═══ EXERCISE INPUTS ═══

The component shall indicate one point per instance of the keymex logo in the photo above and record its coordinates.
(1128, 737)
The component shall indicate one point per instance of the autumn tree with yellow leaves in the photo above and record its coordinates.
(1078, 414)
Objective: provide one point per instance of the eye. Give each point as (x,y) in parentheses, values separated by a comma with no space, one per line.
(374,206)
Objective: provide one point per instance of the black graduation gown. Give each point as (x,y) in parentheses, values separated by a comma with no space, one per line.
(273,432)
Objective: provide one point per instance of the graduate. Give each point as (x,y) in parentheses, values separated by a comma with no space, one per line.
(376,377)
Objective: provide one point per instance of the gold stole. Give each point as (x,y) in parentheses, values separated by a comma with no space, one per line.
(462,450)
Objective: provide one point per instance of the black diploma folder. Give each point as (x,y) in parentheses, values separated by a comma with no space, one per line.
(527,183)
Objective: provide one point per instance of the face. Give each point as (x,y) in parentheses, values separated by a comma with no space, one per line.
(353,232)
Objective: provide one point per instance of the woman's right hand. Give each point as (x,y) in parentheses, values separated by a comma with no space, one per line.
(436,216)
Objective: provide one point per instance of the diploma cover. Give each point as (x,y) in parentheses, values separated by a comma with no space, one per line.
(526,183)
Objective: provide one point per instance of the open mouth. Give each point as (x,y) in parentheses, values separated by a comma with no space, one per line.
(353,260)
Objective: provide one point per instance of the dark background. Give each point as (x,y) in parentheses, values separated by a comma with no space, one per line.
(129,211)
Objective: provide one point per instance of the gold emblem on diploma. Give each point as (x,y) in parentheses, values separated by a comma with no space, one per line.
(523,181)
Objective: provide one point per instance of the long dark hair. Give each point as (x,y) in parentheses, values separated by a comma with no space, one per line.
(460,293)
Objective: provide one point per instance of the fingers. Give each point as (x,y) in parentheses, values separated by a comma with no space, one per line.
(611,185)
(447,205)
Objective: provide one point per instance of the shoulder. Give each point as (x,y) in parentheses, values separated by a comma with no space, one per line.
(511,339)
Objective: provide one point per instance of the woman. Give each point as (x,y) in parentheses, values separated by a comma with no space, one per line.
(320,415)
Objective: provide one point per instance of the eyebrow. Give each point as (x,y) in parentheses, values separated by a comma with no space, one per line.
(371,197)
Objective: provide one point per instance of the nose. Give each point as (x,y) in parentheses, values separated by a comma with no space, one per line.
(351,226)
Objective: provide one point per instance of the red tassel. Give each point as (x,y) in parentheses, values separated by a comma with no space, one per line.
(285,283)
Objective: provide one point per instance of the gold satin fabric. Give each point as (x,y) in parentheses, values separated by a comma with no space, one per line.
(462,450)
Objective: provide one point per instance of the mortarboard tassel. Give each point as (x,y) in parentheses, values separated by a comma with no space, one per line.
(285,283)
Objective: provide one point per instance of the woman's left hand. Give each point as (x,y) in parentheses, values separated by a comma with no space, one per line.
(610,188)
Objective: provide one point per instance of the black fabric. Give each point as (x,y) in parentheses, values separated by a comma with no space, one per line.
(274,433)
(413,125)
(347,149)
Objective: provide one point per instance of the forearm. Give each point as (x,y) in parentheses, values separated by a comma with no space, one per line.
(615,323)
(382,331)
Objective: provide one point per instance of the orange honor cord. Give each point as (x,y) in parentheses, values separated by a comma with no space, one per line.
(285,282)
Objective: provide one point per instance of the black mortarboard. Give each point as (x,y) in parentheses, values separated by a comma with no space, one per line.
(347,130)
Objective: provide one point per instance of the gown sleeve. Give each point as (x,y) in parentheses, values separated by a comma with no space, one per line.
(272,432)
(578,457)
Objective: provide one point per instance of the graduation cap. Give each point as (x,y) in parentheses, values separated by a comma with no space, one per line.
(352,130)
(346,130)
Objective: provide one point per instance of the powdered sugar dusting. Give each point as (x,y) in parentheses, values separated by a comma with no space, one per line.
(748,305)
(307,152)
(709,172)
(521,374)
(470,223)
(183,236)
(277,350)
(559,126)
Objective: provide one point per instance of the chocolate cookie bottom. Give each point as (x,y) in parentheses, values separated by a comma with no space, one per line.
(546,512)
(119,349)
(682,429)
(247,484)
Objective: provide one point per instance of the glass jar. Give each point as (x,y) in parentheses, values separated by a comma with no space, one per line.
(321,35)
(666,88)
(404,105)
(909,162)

═══

→ **YOUR TASK**:
Give back exactly the lines beginning at the one with "Objective: provide one point per instance of the graduation" and ending at the final line of the material; both boundary lines belong in it.

→ **WRITTEN SOLUTION**:
Objective: provide one point per instance of the graduation cap. Give each point as (x,y) in parentheses, values separated by a comma with no space, one per line.
(352,130)
(346,130)
Objective: provide one point per instance of the powdered sugar dusting. Give each point as (x,y) in parentheses, values separated by a comma with no space, one per line.
(748,305)
(307,152)
(709,172)
(521,374)
(470,223)
(183,236)
(277,350)
(559,126)
Objective: provide one point per instance of the chocolate cookie bottom. Give each point as (x,y) in parentheses, values separated by a comma with no space, one per line.
(546,512)
(119,349)
(682,429)
(247,484)
Objective: provide one point per instance of the glass jar. Give each point as (x,y) in parentheses, values separated by a comma with no space, one per line.
(321,35)
(666,88)
(404,105)
(909,162)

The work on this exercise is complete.